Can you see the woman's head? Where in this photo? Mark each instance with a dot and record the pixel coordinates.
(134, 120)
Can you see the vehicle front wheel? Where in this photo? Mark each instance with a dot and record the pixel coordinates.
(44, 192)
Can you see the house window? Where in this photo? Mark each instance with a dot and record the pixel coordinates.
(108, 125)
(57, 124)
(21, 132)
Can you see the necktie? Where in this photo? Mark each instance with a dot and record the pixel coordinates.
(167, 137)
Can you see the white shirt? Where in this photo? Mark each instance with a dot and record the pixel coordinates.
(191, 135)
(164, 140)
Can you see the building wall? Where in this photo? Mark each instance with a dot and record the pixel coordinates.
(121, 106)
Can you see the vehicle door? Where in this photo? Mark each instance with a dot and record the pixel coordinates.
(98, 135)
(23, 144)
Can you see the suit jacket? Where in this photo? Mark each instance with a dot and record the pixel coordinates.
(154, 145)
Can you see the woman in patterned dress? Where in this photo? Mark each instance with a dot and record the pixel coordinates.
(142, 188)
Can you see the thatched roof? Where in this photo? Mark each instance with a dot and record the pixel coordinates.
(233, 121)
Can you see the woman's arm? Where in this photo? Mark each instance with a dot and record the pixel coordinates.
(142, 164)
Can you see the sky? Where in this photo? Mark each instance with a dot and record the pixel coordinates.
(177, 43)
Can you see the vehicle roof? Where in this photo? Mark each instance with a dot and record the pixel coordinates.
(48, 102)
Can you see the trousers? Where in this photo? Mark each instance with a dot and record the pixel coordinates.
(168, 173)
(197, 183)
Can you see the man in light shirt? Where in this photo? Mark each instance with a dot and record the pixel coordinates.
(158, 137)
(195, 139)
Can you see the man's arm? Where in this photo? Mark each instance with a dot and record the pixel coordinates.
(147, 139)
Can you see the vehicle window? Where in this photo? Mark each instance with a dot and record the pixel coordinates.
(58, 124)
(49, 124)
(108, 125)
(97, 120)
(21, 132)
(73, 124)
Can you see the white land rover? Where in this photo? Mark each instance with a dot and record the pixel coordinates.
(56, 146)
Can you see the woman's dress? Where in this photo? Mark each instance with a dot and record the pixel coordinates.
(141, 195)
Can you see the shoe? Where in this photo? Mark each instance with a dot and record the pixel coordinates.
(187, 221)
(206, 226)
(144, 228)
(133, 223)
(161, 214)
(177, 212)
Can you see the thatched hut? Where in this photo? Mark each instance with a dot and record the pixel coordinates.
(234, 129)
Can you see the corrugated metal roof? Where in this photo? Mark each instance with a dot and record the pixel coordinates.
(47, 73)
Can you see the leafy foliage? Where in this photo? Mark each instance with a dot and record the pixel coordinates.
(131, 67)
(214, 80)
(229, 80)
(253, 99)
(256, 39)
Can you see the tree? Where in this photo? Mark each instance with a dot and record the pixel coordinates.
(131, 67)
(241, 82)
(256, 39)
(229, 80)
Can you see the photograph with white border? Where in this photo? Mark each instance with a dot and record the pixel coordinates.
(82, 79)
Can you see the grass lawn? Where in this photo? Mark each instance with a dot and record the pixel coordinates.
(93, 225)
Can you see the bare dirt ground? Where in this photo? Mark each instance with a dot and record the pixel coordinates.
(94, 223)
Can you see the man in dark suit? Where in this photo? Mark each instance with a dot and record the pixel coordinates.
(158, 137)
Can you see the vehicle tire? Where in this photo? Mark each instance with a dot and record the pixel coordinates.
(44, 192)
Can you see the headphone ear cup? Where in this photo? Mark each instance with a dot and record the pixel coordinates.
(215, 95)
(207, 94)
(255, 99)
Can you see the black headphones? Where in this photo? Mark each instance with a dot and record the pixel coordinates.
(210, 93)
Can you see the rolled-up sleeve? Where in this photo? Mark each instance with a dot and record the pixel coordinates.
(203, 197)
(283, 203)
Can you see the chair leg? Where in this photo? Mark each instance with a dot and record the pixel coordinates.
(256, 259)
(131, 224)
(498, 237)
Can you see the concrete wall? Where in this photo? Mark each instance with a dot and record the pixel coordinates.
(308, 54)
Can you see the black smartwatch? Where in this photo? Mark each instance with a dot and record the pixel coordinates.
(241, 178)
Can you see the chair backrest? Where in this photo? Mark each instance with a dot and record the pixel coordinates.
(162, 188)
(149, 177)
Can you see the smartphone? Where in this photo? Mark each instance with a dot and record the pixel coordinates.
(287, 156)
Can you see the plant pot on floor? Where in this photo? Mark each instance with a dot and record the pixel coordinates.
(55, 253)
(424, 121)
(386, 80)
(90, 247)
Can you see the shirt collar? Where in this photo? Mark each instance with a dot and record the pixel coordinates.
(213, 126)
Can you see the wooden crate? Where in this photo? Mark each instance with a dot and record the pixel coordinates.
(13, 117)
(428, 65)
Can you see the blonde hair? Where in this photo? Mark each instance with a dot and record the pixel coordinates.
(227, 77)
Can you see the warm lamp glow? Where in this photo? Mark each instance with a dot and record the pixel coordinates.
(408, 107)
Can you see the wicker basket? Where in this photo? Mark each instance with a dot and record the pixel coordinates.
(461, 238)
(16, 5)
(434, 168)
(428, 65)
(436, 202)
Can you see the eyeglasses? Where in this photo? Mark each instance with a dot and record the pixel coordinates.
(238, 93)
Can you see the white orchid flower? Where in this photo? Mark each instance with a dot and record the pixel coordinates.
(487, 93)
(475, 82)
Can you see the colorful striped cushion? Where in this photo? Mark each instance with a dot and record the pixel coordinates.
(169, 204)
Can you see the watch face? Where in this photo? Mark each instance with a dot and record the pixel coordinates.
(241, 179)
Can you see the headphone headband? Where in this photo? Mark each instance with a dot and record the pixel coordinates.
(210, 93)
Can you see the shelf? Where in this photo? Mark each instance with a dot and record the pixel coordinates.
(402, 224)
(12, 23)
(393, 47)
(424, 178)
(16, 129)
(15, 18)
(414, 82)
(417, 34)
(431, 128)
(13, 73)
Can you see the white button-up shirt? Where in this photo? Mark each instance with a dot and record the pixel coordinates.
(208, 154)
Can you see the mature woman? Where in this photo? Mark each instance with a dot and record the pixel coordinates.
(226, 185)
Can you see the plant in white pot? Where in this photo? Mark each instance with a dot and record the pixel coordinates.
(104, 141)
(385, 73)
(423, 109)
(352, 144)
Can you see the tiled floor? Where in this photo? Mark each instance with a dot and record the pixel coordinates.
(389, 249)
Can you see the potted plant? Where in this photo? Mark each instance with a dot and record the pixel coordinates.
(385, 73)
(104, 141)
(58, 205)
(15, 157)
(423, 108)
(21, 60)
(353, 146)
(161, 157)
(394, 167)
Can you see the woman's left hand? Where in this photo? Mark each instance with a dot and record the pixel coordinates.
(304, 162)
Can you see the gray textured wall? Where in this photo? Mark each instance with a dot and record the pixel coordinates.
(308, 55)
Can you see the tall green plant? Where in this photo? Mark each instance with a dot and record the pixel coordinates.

────────────────────

• Requirement: Retype the material in full. Each word must match.

• Expected output:
Can you see the woman's head? Where in this photo? Mark each instance with a dot and record the pixel coordinates.
(134, 120)
Can you see the vehicle front wheel? Where in this photo? Mark each instance with a dot and record the pixel coordinates.
(44, 192)
Can you see the house window? Where in this photo? Mark each instance with a dot and record the pixel coordinates.
(108, 125)
(57, 124)
(21, 132)
Can you see the necktie? Where in this photo? Mark each instance with a dot and record the pixel coordinates.
(167, 137)
Can you see the white shirt? Where in this photo? Mark each instance with a dot and record the pixel coordinates.
(191, 135)
(164, 140)
Can you see the building wall? Where in this photo? Mark each instance with a dot and record the pixel coordinates.
(121, 106)
Can you see the vehicle door? Where in this photo? Mark each instance with a dot and record the pixel coordinates.
(98, 135)
(23, 144)
Can you see the suit jacket? Where in this photo? Mark each instance with a dot and record the pixel coordinates.
(154, 145)
Can you see the woman in patterned dress? Where in this photo? Mark each instance with a dot and record the pixel coordinates.
(142, 188)
Can you see the thatched roof? Where in this photo? Mark each instance with a dot and record the pixel coordinates.
(233, 121)
Can you see the woman's arm? Where in this photo? Mark each instance with a dot and record the pixel coordinates.
(142, 164)
Can you see the sky? Where in this photo? Mark each instance with a dot and record the pixel coordinates.
(177, 43)
Can you see the vehicle roof? Where in this photo? Mark each instance with a dot and record the pixel coordinates.
(48, 102)
Can you see the trousers? Where in this photo? Mark each instance with a dot and record the pixel coordinates.
(168, 173)
(197, 183)
Can you see the man in light shirt? Where in this photo? Mark each instance with a dot and record the pixel coordinates.
(158, 137)
(195, 139)
Can you see the man's arm? Where in this photo? Mark each instance with a dot and record the pixel coordinates.
(147, 139)
Can you see the vehicle window? Where in this photo? Mark each instance with a dot and record the pixel coordinates.
(58, 124)
(49, 124)
(108, 125)
(97, 120)
(21, 132)
(73, 124)
Can you see the white land rover? Where in this photo? Mark each instance with a dot and record the pixel coordinates.
(56, 146)
Can you see the woman's dress? Where in this photo? Mark each instance with a dot and record the pixel coordinates.
(141, 195)
Can you see the shoe? Where in this photo? Mark each instance with a dot and record the pixel coordinates.
(187, 221)
(206, 226)
(144, 228)
(133, 223)
(161, 214)
(177, 212)
Can you see the thatched hut? Where in this photo? Mark each instance with a dot and record the pixel coordinates.
(234, 129)
Can you see the corrugated metal roof? Where in this photo? Mark each instance with a dot and record the pixel coordinates.
(47, 73)
Can you see the leafy foliage? Where in this photo? Mark each instance with a dot and record the pixel coordinates.
(131, 67)
(214, 80)
(229, 80)
(253, 99)
(256, 39)
Can you see the tree? Where in this photo? Mark each instance with a dot and record the pixel coordinates.
(131, 67)
(241, 82)
(256, 39)
(229, 80)
Can you see the photograph with white border? Where in this photo? Mark each instance with a dot and record the pixel coordinates.
(82, 79)
Can you see the grass lawn? Where in this photo? Mark each instance with a dot and record the pixel coordinates.
(93, 225)
Can you see the bare dirt ground? Where in this photo? Mark each instance with a dot and record the pixel coordinates.
(94, 223)
Can you see the man in dark suit? Where in this photo? Mark each instance with a dot and record the pixel coordinates.
(158, 137)
Can you see the vehicle tire? Where in this photo? Mark each instance with a dot and record the pixel coordinates.
(44, 192)
Can you see the headphone ear cup? Where in this photo? Mark each instance with a dot and record the pixel coordinates.
(215, 95)
(207, 94)
(255, 99)
Can you see the black headphones? Where in this photo? Mark each instance with a dot and record the pixel coordinates.
(210, 93)
Can you see the rolled-up sleeve? Where in this photo? Mark each instance with a dot and record the pixel coordinates.
(203, 197)
(283, 203)
Can you see the chair leg? Where in this photo? Mark each instance with a dot and record the pixel coordinates.
(256, 259)
(131, 224)
(498, 237)
Can you see the concrete wall? Where in this photo? Mark each instance with a dot and record the pixel coordinates.
(308, 54)
Can you see the black smartwatch? Where in this photo? Mark each instance with a dot and record the pixel coordinates.
(241, 178)
Can you see the chair backrest? Where in this photo? Mark each instance with a dot and record the pixel coordinates.
(162, 188)
(149, 177)
Can you see the smartphone? Where in this photo? Mark each instance with a dot and record the pixel coordinates.
(287, 156)
Can you see the plant pot on floor? Where in this photo? Mark each instance with a dot and record the pixel coordinates.
(55, 253)
(424, 121)
(386, 80)
(90, 247)
Can you see the shirt collar? Where in this photo? Mark each instance with a dot and record the pixel coordinates.
(213, 126)
Can you see the wooden crate? Where in this photo? Mark each instance with a dot and record the pixel coordinates.
(13, 117)
(428, 65)
Can you see the blonde hair? Where in this photo? Mark each instance with a dot and record the pixel coordinates.
(227, 77)
Can you see the warm lamp glow? Where in this photo? Mark each instance with a dot and record the pixel coordinates.
(408, 107)
Can you see the wicker basket? Where in this photo? Mark each instance with a dot and record the pixel coordinates.
(461, 238)
(16, 5)
(434, 168)
(428, 65)
(436, 202)
Can you see the eyeglasses? Where in this photo? Mark each instance with a dot and record the pixel coordinates.
(238, 93)
Can you see the white orchid flower? Where in this photo? Mark each instance with a dot and record the pixel coordinates.
(487, 93)
(475, 82)
Can you see the colorful striped cushion? Where in this photo? Mark each instance with a dot and record the pixel coordinates.
(169, 204)
Can you see the watch face? Where in this photo? Mark each instance with a dot and record the pixel coordinates.
(241, 179)
Can you see the headphone headband? Where in this photo? Mark each instance with a dot and record the pixel coordinates.
(210, 93)
Can you see the shelf? Where in this photo? Mark each instance with a dot and record the pixel coordinates.
(402, 224)
(12, 23)
(393, 47)
(424, 178)
(16, 129)
(15, 18)
(414, 82)
(417, 34)
(431, 128)
(13, 73)
Can you see the white button-up shirt? Where in this photo? Mark each instance with a dot and record the pixel coordinates.
(208, 154)
Can you see the mature woman? Where in this photo? Mark each instance with a dot and record the pixel coordinates.
(226, 185)
Can you see the plant in white pot? Where in this photo? Mark each instance with a dot and record the pixel coordinates.
(104, 141)
(385, 73)
(423, 109)
(352, 144)
Can you see the tiled floor? Where in this photo? Mark each instance with a dot and record the pixel coordinates.
(389, 249)
Can you see the potted plant? Where in this photo? Mark each instance with a dot and record the pixel coordinates.
(385, 73)
(104, 141)
(58, 205)
(15, 157)
(423, 108)
(21, 60)
(353, 146)
(161, 157)
(394, 167)
Can you see the woman's left hand? Where in this photo? Mark each instance with a dot and record the pixel coordinates.
(304, 162)
Can you see the gray textured wall? Where in this photo? Mark each instance with a dot and record the pixel coordinates.
(308, 55)
Can you see the tall green plant? Where in this photo? Mark each instance with a dot and record the pixel coordinates.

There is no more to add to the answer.